▶ **Problem**
Could you write out the records below exactly as they appear?

━━━━━━━━━━━━━━━━━━━━━━━━━━━━━━

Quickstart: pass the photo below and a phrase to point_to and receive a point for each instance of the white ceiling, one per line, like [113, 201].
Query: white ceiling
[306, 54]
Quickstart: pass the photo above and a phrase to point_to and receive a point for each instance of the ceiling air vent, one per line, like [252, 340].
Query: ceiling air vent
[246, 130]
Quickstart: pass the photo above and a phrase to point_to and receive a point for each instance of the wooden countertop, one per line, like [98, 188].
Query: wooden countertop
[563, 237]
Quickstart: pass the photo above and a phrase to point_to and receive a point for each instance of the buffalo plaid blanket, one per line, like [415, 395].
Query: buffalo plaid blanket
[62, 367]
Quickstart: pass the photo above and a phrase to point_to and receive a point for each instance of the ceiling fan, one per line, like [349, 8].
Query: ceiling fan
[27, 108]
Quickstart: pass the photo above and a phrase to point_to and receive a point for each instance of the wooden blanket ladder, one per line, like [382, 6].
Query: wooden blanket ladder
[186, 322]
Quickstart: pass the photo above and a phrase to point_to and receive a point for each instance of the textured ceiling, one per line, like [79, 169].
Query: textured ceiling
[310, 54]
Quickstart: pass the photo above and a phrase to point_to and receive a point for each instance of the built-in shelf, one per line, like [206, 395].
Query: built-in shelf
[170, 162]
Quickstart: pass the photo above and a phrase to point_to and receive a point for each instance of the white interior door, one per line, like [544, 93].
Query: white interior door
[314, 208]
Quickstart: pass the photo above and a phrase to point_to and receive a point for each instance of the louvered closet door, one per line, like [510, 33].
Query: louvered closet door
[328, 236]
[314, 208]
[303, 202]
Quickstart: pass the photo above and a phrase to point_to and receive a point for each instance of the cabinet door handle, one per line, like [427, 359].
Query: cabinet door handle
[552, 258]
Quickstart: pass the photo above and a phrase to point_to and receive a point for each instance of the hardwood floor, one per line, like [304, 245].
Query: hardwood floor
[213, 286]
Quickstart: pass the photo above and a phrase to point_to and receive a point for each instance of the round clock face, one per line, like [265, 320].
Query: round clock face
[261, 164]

━━━━━━━━━━━━━━━━━━━━━━━━━━━━━━

▶ **Response area**
Quickstart: pass the photo below and a phrase to point_to and receive a point for each instance of the white ceiling, one per line, like [113, 201].
Query: white ceiling
[306, 54]
Quickstart: pass the photo above and a phrase to point_to and receive a point for each instance of the ceiling air vent, one per line, like [252, 340].
Query: ceiling air vent
[246, 130]
Quickstart: pass the photo above and a phrase to point_to and receive a point for each instance of the wooden countertop, one per line, like [98, 188].
Query: wooden countertop
[563, 237]
Quickstart: pass the photo above and a phrase to point_to and receive a point for each instance of the buffalo plaid blanket, one per line, like [415, 395].
Query: buffalo plaid blanket
[62, 367]
Quickstart: pass the photo above and a phrase to point_to and receive a point for each instance of the ceiling fan, one per line, like [349, 8].
Query: ceiling fan
[27, 108]
Quickstart: pass the photo above and a phrase to point_to and receive a point for each instance of the wooden blanket ladder, one per line, like [382, 6].
Query: wooden blanket ladder
[186, 322]
Quickstart: pass the photo above and a phrase to point_to and receive a point for each instance of the textured ceiling, one per line, like [79, 169].
Query: textured ceiling
[310, 54]
Quickstart: pass the photo above and a phrase to point_to and receive a point for each instance of the built-in shelf, one per line, like [206, 395].
Query: built-in shelf
[170, 162]
Quickstart: pass the photo above and a phrase to point_to and receive a point for each instance of the white interior door, one per line, like [544, 93].
Query: white interior door
[314, 208]
Quickstart: pass the photo above and a phrase to point_to and receive a point for each instance of the louvered closet door, one per line, like [510, 33].
Query: louvered closet door
[328, 236]
[314, 208]
[303, 202]
Quickstart: pass the photo above and a phrase to point_to and receive a point for each instance of the cabinet door handle, one per line, like [427, 359].
Query: cabinet door handle
[552, 258]
Quickstart: pass the photo above and a phrase to point_to and receive a point for each instance of the hardwood floor, one per line, like [304, 245].
Query: hardwood floor
[213, 286]
Quickstart: pass the photo above and a phrase to point_to and receive a point for each instance of the round clock face, one per line, like [265, 320].
Query: round clock face
[261, 164]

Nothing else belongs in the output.